** Start of EXTRACTED DATA **

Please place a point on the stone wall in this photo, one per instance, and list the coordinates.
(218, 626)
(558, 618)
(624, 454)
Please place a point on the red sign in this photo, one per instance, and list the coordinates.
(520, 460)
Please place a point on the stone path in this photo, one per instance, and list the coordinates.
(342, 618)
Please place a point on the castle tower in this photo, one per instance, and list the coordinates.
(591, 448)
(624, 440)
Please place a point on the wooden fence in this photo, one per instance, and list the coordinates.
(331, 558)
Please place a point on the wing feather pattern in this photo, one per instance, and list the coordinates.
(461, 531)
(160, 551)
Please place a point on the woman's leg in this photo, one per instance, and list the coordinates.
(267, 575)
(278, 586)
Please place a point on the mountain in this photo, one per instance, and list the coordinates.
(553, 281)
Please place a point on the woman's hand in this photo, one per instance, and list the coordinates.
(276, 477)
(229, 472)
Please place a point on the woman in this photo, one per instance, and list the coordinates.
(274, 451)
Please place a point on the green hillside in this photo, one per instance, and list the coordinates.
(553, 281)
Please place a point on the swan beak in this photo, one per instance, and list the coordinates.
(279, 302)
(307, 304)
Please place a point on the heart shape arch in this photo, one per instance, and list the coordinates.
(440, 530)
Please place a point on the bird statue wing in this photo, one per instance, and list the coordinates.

** End of EXTRACTED DATA **

TASK TO CARRY OUT —
Can you write out the lines above again, substituting "in this image" for every "in this photo" and leaving everything else unchanged?

EXERCISE ANSWER —
Please place a point on the stone wall in this image, one per instance, and list the coordinates.
(218, 626)
(558, 618)
(624, 454)
Please place a point on the red sign in this image, one per instance, and list the coordinates.
(520, 460)
Please place a point on the stone path in this image, one per instance, and list the coordinates.
(342, 618)
Please place a point on the castle tower in this image, one per instance, and list the coordinates.
(591, 448)
(624, 440)
Please place a point on the wooden fence in this image, one per instance, and list the coordinates.
(331, 558)
Please place a point on the wing feather pattern in this image, one per instance, and list the coordinates.
(461, 531)
(160, 551)
Please place a point on the woman's leg in this image, one per instance, and list the coordinates.
(267, 575)
(278, 586)
Please place a point on the mountain in this image, one per instance, and list the coordinates.
(553, 281)
Please place a point on the woman's hand in this image, one per instance, and list the coordinates.
(276, 477)
(229, 472)
Please place a point on the woman in this image, one per instance, and list the coordinates.
(274, 451)
Please place a point on the green hillside in this image, one per instance, and list the coordinates.
(553, 281)
Please place a point on the swan beak in this image, one per instance, and list the coordinates.
(279, 302)
(307, 304)
Please place a point on the heart shape arch in this image, one per instance, and list the coordinates.
(440, 530)
Please place a point on the bird statue wing in this image, one per instance, and list the coordinates.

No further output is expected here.